Tasks for this exercise:
1. In the home office article, what placement of a desk relative to the window provides sufficient daylight?
2. Reproduce the home office article word for word, starting at "For optimum posture, your" and ending at "to this position.".
3. Translate this sentence from the home office article into Spanish: "Whether in the office or at home: when it comes to staying healthy and mobile, the right set-up of your workplace is essential."

Document passage: Begin

Home office in times of Corona - how to make the temporary change to working from home
Mar. 19 2020
The current pandemic of the novel COVID-19 virus is turning social life upside down worldwide. Many employers have now made home office compulsory for their employees; others are at least offering the option of working from home to protect health and provide childcare.
But how do you stay healthy and motivated when working at home? Whether you're a newcomer to the home office or a long-time professional, our tips for improving health at home can help you prioritize your health while being efficient and productive.
HOW DO I DESIGN MY HOME OFFICE ERGONOMICALLY CORRECT?
Whether in the office or at home: when it comes to staying healthy and mobile, the right set-up of your workplace is essential.
For optimum posture, your feet should be flat on the floor and your eyes should be at about the same height as the top of the screen when sitting upright. Your thighs should be parallel to the floor or point slightly downwards. Adjust the seat height of your chair to this position.
Your arms form a right angle at best or point minimally downwards, but never upwards. An unfavourable arm position quickly leads to tension in the shoulder area, which can stretch across the neck and into the head - a guarantee for the classic tension headache. Ideally, your desk should have a pull-out keyboard shelf to make positioning easier, otherwise computer stands on wheels can also help for little money.
Have you found the right sitting position? As a crosscheck, it's a good idea to stretch out one arm horizontally - if your hand is now at about the middle of the screen, you've done everything right.
By the way: if an ergonomically "healthy" sitting position is consistently maintained, you will be perfectly prepared for working on your laptop as well as for using your stationary PC!
MENTAL HEALTH - HOW TO KEEP YOUR SPIRITS UP
In the home office the separation of professional and private life is a real challenge. Soon your own couch is no longer just a place to relax, but also a workplace and conference room. This is something you should avoid: in a study conducted by Cambridge University Press, a large proportion of respondents said that working from home promotes conflicts within the family and leads to psychological and physical stress if there is no separate study room available.1
Ideally, you will have a complete room at home to work in. If this is not the case, setting up a "Working Corner" can be an alternative: dividing shelves or screens can be used to quickly and easily create a personal working area in the kitchen or living room, keeping business and private space apart. Whatever the specific design of your home office may be - make sure that there is sufficient light in any case! A desk placed at right angles to the window provides sufficient daylight and helps to maintain a healthy day-night rhythm. If it is confused, stress, sleep disturbances, depression and other signs of illness can be the result.
The right timing is also important: consciously create periods of time within your working day that replace the daily walk to the canteen or the morning conversation with your favourite colleague. A lunch break is just as essential within your own four walls as in the office, and contact with colleagues should not be neglected: scheduled Skype and telephone meetings are a good alternative here.

Document passage: End
Data under study: Begin

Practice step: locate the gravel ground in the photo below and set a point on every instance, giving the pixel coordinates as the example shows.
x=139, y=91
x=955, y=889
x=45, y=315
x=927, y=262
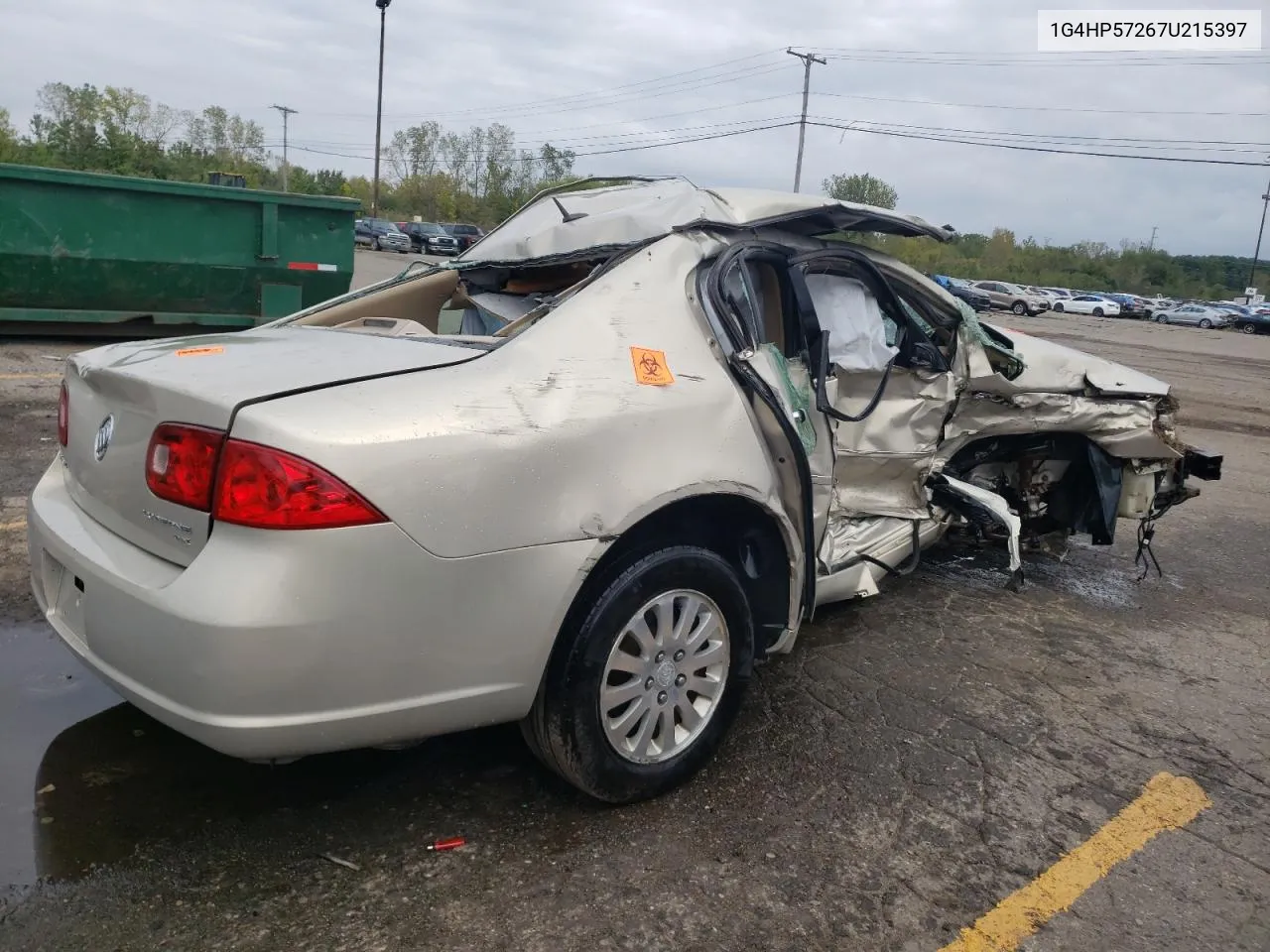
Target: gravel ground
x=921, y=756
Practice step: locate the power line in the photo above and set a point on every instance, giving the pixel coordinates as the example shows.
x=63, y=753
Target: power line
x=810, y=60
x=286, y=112
x=612, y=151
x=1188, y=145
x=1048, y=60
x=1033, y=137
x=593, y=125
x=1040, y=108
x=629, y=91
x=1030, y=148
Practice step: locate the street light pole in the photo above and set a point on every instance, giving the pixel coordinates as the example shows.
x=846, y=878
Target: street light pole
x=379, y=112
x=1256, y=254
x=286, y=111
x=808, y=59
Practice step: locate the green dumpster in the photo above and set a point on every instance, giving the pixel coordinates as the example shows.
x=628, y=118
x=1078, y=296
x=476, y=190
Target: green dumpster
x=86, y=249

Data under study: End

Results of the tasks:
1. At right angles to the window.

2.
For optimum posture, your feet should be flat on the floor and your eyes should be at about the same height as the top of the screen when sitting upright. Your thighs should be parallel to the floor or point slightly downwards. Adjust the seat height of your chair to this position.

3. Ya sea en la oficina o en casa: cuando se trata de mantenerse sano y con movilidad, la configuración adecuada del lugar de trabajo es esencial.